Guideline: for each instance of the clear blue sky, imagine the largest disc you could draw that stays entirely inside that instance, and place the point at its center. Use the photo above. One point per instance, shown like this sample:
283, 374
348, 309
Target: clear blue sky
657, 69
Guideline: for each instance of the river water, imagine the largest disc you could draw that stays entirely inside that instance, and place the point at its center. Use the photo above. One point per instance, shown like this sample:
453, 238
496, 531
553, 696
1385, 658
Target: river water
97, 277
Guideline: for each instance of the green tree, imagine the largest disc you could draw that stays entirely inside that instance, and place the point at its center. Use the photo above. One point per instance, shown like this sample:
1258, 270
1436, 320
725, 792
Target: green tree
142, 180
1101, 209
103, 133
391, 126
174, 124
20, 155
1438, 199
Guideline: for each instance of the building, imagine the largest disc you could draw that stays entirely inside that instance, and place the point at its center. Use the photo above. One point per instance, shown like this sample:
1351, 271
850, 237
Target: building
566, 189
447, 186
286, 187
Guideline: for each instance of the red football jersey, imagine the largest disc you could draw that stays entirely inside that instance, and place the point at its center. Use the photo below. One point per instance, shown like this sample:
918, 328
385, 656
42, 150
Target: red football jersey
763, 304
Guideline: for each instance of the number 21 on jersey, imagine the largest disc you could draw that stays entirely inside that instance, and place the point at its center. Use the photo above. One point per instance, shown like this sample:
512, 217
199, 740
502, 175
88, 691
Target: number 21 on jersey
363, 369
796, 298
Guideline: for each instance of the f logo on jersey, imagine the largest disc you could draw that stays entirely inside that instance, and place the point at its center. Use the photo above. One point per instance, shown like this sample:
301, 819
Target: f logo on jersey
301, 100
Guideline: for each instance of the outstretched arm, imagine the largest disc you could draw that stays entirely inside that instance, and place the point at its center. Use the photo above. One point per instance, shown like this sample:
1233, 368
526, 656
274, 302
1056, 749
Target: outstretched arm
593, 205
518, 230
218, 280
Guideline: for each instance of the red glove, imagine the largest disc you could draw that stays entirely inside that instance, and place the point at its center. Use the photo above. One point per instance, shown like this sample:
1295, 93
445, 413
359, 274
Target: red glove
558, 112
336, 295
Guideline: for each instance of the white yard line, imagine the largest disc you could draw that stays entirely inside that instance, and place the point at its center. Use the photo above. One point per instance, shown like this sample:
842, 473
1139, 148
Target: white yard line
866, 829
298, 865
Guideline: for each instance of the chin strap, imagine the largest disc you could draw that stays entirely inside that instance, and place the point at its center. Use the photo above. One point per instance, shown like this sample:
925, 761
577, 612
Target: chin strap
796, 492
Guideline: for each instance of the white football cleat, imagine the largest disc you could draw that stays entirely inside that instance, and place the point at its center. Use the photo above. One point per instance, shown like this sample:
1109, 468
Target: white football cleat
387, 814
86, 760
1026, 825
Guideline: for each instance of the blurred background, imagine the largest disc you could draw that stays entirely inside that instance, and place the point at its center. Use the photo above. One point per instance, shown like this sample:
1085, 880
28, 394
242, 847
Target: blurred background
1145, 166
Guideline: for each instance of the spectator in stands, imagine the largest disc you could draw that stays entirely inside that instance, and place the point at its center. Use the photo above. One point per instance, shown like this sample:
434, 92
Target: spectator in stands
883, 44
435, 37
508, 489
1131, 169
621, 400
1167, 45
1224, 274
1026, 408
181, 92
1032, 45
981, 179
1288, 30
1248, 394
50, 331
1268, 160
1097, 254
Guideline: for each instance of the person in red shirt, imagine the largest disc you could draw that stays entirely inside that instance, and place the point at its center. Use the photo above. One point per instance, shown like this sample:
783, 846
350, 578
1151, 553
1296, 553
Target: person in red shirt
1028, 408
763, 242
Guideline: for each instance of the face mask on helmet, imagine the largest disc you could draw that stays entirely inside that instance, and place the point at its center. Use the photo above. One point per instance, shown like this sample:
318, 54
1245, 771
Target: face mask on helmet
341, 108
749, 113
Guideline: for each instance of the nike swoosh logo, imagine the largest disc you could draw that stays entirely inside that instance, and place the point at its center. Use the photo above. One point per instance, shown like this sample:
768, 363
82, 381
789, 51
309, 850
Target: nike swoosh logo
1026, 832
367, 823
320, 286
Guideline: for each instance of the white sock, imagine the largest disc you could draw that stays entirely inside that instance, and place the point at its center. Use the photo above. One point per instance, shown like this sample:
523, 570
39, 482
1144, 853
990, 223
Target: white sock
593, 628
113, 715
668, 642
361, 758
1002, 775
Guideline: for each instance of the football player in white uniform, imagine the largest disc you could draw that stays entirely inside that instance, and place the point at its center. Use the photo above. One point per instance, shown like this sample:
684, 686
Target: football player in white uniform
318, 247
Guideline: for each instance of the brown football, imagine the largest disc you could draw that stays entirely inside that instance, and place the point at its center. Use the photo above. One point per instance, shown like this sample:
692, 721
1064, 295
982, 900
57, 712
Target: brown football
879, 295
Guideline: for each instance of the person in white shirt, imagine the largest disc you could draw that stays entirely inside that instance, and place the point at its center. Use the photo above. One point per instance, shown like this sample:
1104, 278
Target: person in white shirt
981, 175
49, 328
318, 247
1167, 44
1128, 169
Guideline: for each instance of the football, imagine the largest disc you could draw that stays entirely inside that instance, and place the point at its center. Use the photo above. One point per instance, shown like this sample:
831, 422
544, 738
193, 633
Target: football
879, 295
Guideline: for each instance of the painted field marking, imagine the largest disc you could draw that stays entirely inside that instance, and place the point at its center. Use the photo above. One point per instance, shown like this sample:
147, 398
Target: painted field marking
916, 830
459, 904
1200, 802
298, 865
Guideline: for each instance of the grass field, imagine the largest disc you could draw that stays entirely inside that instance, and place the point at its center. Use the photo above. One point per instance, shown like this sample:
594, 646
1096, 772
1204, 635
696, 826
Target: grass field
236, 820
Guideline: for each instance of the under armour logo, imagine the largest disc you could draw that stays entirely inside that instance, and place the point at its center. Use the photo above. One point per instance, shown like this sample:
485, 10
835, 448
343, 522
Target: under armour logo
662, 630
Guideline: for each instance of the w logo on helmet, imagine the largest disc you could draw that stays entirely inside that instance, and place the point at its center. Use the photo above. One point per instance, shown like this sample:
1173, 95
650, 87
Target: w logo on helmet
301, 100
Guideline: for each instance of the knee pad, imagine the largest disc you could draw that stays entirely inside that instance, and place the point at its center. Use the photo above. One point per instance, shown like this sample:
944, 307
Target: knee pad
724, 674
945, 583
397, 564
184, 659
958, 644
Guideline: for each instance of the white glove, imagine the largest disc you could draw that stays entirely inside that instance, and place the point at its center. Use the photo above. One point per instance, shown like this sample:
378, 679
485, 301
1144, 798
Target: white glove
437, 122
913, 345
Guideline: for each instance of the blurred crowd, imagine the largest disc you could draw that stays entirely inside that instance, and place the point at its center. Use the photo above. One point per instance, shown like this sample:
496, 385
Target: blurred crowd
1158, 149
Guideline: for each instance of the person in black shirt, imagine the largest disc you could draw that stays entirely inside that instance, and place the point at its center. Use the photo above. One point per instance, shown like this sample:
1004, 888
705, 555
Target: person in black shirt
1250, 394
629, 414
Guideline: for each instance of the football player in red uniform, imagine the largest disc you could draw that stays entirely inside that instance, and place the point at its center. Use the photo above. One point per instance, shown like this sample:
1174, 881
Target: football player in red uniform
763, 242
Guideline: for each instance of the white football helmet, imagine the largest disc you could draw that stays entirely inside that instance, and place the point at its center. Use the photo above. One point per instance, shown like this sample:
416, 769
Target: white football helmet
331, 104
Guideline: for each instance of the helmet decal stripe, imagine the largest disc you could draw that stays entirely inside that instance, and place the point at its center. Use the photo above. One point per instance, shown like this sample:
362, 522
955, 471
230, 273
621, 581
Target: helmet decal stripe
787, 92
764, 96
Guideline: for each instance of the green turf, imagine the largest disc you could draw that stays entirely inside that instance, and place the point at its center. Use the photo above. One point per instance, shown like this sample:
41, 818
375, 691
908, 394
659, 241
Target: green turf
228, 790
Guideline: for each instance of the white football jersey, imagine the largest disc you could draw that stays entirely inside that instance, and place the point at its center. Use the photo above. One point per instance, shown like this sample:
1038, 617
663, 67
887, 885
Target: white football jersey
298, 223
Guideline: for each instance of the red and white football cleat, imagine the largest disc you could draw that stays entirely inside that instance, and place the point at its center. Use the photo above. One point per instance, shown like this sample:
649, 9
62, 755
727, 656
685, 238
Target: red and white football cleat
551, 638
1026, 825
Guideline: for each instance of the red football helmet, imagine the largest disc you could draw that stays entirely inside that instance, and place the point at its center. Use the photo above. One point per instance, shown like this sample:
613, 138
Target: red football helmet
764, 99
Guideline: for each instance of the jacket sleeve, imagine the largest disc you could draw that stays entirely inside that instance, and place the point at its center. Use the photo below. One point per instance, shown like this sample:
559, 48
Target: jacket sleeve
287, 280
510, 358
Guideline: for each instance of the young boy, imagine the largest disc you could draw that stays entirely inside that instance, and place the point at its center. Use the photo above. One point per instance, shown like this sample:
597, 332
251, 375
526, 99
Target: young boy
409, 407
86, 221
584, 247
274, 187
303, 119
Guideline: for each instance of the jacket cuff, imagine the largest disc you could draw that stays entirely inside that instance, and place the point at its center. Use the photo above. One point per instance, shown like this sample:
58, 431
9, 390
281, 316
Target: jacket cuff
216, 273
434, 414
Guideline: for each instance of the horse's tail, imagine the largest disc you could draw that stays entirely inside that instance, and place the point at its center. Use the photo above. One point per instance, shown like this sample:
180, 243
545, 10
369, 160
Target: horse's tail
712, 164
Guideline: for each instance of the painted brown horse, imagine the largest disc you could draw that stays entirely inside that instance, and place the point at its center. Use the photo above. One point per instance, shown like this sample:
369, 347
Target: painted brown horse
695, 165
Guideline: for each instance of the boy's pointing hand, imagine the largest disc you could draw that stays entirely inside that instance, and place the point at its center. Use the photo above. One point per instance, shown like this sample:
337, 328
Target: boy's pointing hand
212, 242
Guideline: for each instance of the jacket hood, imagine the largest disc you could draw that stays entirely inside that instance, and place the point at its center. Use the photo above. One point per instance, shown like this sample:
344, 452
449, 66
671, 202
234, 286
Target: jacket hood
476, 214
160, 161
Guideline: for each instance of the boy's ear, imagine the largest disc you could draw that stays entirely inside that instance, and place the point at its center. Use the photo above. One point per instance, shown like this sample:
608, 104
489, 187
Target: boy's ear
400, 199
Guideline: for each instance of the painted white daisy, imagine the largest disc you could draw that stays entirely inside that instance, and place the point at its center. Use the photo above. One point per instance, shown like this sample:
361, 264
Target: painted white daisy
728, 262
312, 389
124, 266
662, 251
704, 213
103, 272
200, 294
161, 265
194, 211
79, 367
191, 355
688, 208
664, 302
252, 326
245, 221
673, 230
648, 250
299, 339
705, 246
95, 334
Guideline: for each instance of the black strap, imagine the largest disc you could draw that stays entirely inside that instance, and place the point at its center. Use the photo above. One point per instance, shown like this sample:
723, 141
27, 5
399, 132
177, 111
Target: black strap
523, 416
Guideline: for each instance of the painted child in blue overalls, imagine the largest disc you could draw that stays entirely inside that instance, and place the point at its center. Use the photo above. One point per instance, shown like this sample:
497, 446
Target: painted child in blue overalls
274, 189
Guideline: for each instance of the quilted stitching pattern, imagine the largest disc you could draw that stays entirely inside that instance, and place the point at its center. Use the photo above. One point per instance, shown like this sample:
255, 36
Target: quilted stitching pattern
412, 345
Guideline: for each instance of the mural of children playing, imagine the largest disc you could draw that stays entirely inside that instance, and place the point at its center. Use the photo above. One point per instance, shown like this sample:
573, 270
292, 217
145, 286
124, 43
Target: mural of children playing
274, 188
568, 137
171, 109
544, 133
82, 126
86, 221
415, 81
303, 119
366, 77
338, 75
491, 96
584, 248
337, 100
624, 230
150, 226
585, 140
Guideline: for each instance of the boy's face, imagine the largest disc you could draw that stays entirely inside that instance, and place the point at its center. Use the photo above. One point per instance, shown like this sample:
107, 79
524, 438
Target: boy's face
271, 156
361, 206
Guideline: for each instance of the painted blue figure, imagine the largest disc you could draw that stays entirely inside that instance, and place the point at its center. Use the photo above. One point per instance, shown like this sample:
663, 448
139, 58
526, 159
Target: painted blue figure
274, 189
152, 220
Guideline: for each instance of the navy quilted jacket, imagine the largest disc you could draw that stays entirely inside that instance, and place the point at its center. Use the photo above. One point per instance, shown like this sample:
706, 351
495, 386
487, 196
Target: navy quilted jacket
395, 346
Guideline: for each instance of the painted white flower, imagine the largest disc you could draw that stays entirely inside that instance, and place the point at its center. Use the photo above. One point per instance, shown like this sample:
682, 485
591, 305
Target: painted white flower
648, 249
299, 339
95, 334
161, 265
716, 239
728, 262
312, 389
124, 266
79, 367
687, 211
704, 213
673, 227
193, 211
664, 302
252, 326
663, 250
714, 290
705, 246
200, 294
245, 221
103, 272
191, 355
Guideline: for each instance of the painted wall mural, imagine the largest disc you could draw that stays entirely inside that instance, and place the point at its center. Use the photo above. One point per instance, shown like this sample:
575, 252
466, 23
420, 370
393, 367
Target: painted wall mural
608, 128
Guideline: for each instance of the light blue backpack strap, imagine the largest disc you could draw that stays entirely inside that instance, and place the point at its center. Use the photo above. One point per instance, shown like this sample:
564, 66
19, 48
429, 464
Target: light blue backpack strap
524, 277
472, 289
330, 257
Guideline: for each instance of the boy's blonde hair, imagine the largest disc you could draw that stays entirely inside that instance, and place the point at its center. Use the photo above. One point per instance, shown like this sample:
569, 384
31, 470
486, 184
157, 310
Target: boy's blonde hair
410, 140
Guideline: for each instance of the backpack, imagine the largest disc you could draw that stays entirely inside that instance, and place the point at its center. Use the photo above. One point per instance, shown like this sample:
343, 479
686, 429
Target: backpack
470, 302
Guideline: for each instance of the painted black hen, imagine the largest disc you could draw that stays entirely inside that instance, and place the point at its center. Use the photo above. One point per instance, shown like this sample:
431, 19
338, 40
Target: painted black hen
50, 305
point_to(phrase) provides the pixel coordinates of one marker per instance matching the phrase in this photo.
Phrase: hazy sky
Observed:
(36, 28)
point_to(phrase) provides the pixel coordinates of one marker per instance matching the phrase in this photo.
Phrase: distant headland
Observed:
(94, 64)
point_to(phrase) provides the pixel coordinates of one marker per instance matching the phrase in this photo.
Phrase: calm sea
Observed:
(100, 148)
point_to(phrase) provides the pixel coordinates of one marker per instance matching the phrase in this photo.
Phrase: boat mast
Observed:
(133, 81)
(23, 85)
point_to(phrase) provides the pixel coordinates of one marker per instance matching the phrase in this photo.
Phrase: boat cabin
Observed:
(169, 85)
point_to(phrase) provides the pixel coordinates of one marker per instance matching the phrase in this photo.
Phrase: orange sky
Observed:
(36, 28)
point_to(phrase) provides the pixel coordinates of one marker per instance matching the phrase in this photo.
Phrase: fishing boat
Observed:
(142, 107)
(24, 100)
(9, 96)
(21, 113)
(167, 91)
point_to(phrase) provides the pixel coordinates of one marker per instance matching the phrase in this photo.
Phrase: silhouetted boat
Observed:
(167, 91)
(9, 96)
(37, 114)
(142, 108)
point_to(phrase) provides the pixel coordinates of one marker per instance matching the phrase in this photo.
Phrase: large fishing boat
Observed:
--
For the string "below", work out how many lines of the entries contain it and reply with that number alone.

2